**Fragmento del texto**
..........

Por eso es que he disfrazado mi prefacio como un capítulo inicial. Es mucho más probable que descubran que han perdido el tiempo si no lo leen primero, ya que a menos que lo hagan no entenderán por qué el libro tiene la forma que tiene o su principal propósito o propósitos. Así que espero que perdonen este pequeño engaño inicial. Será el único deliberado.
Mi objetivo primero e inmediato, entonces, es completar la investigación sobre las raíces históricas de la crisis actual en la Iglesia Católica que comencé en Turmoil and Truth (Ignatius Press and Family Publications, 2003). Sin embargo, esta secuela tiene un objetivo más grande y de mayor alcance. Creo que habría habido espacio para un libro de este tipo incluso sin los cambios y perturbaciones que marcaron las últimas cuatro décadas del siglo XX.
Permítanme explicarlo. Hasta hace poco tiempo, los cristianos occidentales daban por sentado que vivían en lo que todavía era básicamente una cultura cristiana. Las creencias y principios cristianos eran la norma de la que todas las otras creencias o formas de incredulidad, por muy extendidas que estuvieran, eran desviaciones. Entonces, de repente, ellos se han encontrado a sí mismos como parte de una cultura en la que no sólo son una minoría, sino [de una cultura] que está cada vez más en desacuerdo con la mayoría de sus propias creencias y prácticas anteriores. Como resultado, a menudo ellos no saben hasta dónde pueden llegar con las nuevas formas de pensar y actuar. ¿Dónde tienen que trazar la línea? ¿Se puede redibujar alguna de las líneas preexistentes? Y si es así, ¿por dónde deberían correr?
Su situación no es, de hecho, diferente a la de los cristianos conversos del paganismo del siglo I DC, excepto que para los primeros paganos conversos era la misma situación pero al revés. Los primeros conversos del paganismo habían crecido tomando como norma las ideas y prácticas del mundo grecorromano en el que habían nacido.

..........

**Consigna**
Resume en menos palabras el párrafo del fragmento que empieza con "Permítanme explicarlo" y conserva sus datos principales. Las líneas que vienen después del fragmento son un material independiente.

**Extracto de datos**
..........

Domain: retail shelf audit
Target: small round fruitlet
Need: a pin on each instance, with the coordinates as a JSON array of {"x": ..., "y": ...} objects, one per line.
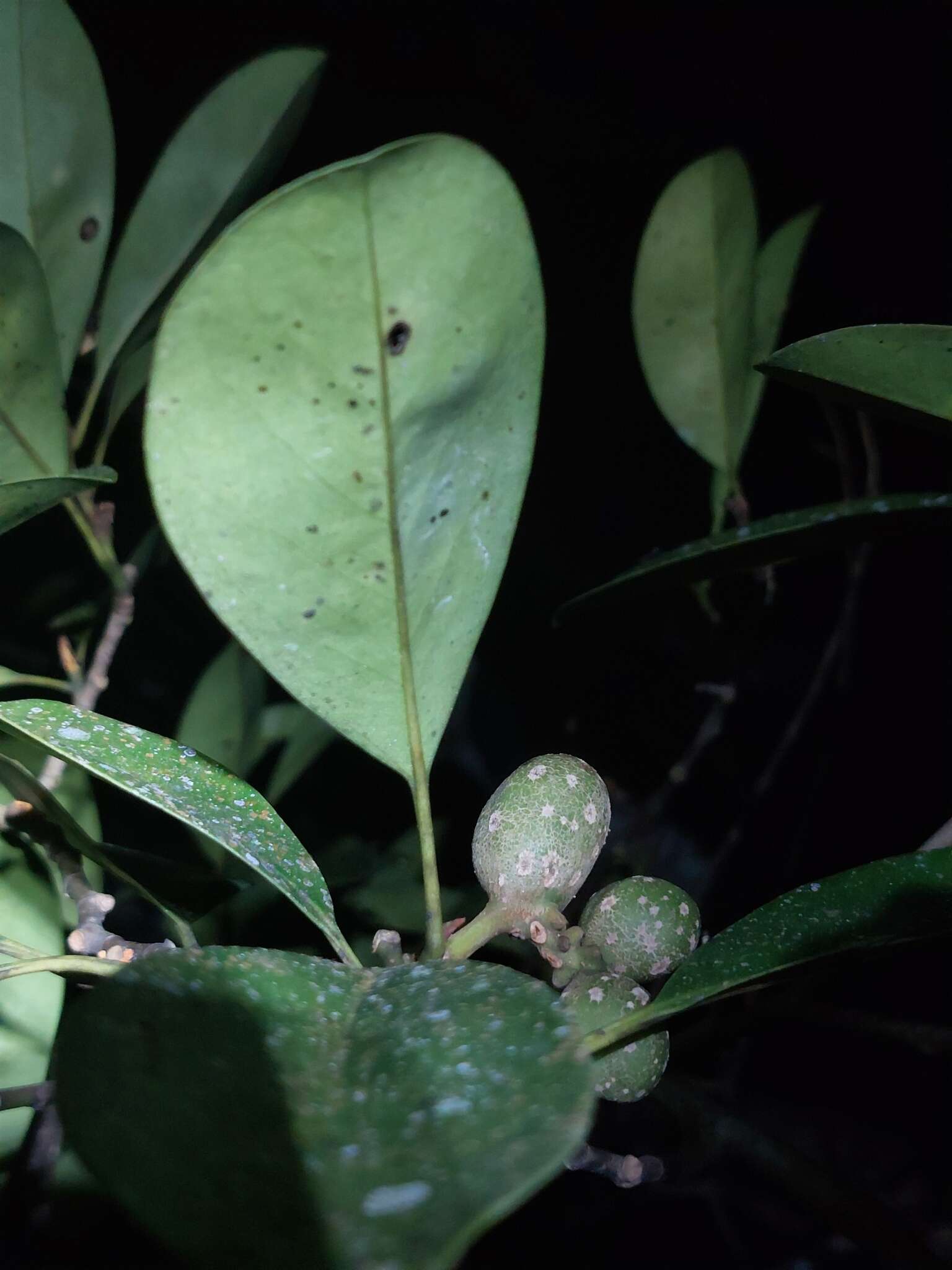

..........

**Respuesta**
Hasta hace poco, los cristianos occidentales daban por sentado que vivían en una cultura básicamente cristiana, cuyas creencias y principios eran la norma frente a cualquier desviación. De repente se han visto como una minoría dentro de una cultura cada vez más en desacuerdo con sus creencias y prácticas anteriores. Por eso a menudo no saben hasta dónde pueden llegar con las nuevas formas de pensar y actuar: dónde trazar la línea, si pueden redibujar alguna de las ya existentes y, en ese caso, por dónde deberían correr.